(Saved entries)
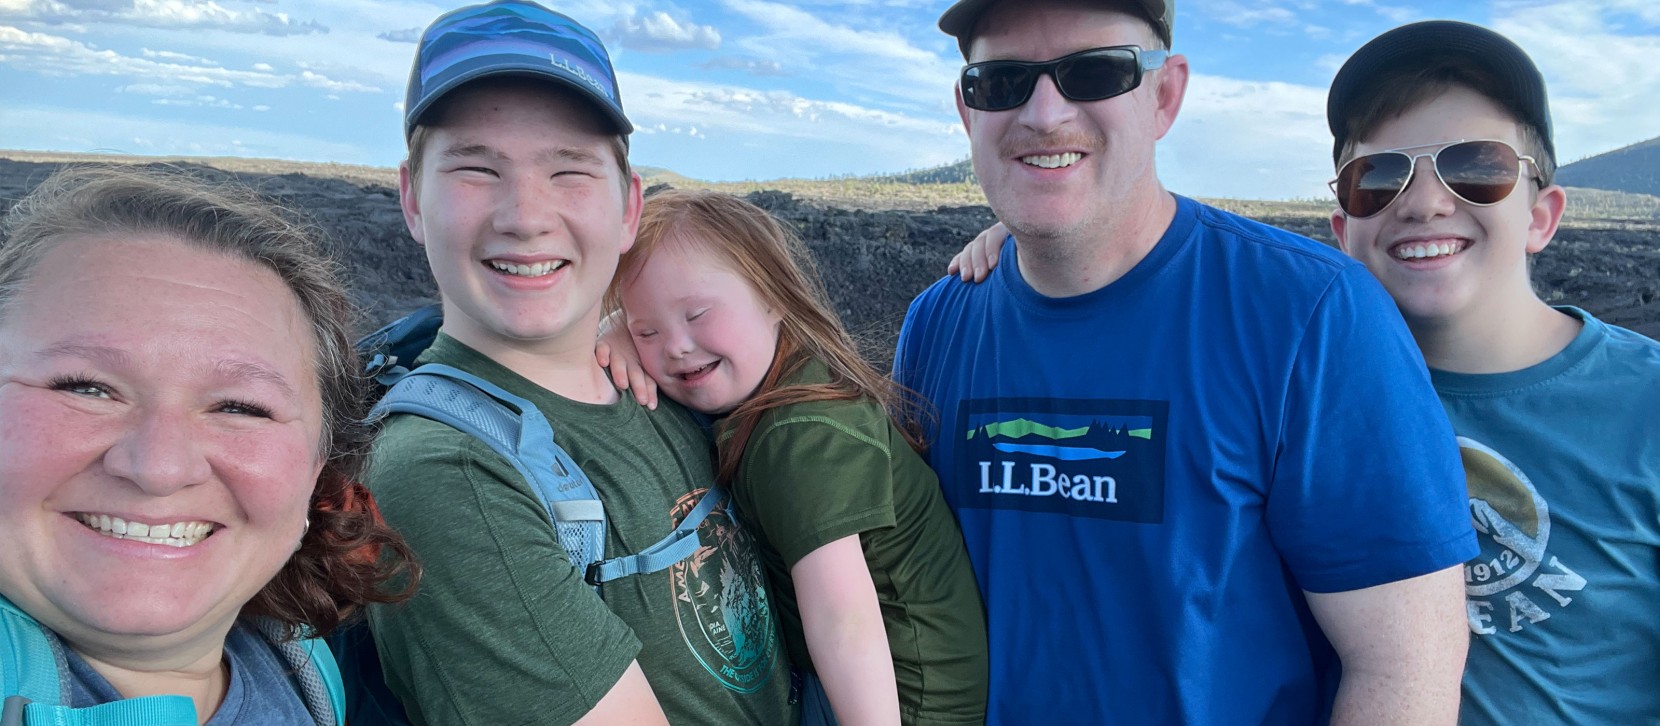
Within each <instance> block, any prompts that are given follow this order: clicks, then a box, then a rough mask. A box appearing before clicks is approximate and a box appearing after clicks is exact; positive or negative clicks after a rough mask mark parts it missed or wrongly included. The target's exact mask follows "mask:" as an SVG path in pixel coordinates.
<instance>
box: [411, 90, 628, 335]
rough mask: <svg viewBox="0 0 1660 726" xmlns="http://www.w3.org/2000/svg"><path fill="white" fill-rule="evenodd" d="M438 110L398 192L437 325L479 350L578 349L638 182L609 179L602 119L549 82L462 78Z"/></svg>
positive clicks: (596, 112) (591, 324)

→ WORK INSTRUCTION
Present every line of the data above as a Markdown table with the columns "No." and "Entry", numbering the rows and skipping blank lines. Leave the pictures out of the table.

→ OUTPUT OF THE EXERCISE
| No. | Entry |
|---|---|
| 1 | Within each <instance> block, any prompts that are given follow this order: clicks, then a box, then a rough mask. A box appearing before clicks is approximate and a box appearing after clicks is exact; positive or negative clicks after a rough mask mark parts it missed or wrongly included. The target's exact mask follows "mask:" as an SVG path in pixel coordinates. |
| 2 | <instance> |
| 3 | box: [411, 90, 628, 335] |
| 4 | rough mask: <svg viewBox="0 0 1660 726" xmlns="http://www.w3.org/2000/svg"><path fill="white" fill-rule="evenodd" d="M438 110L398 192L437 325L479 350L578 349L638 182L609 179L602 119L549 82L462 78Z"/></svg> |
| 5 | positive clicks: (596, 112) (591, 324) |